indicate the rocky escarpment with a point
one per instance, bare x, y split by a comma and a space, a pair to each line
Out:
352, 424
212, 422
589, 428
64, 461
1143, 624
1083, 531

---

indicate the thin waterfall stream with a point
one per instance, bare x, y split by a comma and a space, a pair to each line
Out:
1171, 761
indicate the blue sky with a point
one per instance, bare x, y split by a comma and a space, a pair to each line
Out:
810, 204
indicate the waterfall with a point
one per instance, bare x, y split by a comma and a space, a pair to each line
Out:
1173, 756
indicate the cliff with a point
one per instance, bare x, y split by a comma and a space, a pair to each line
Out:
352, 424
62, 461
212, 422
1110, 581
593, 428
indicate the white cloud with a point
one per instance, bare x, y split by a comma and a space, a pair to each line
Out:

• **Short problem**
Pull out every line above that contains the word "point", copying each one unchanged.

• **Completed task**
indicate the rocky escarpment with a point
indicate the thin waterfall stream with a point
indicate the blue sky with a point
indicate the waterfall with a point
indicate the cliff with a point
indicate the white cloud with a point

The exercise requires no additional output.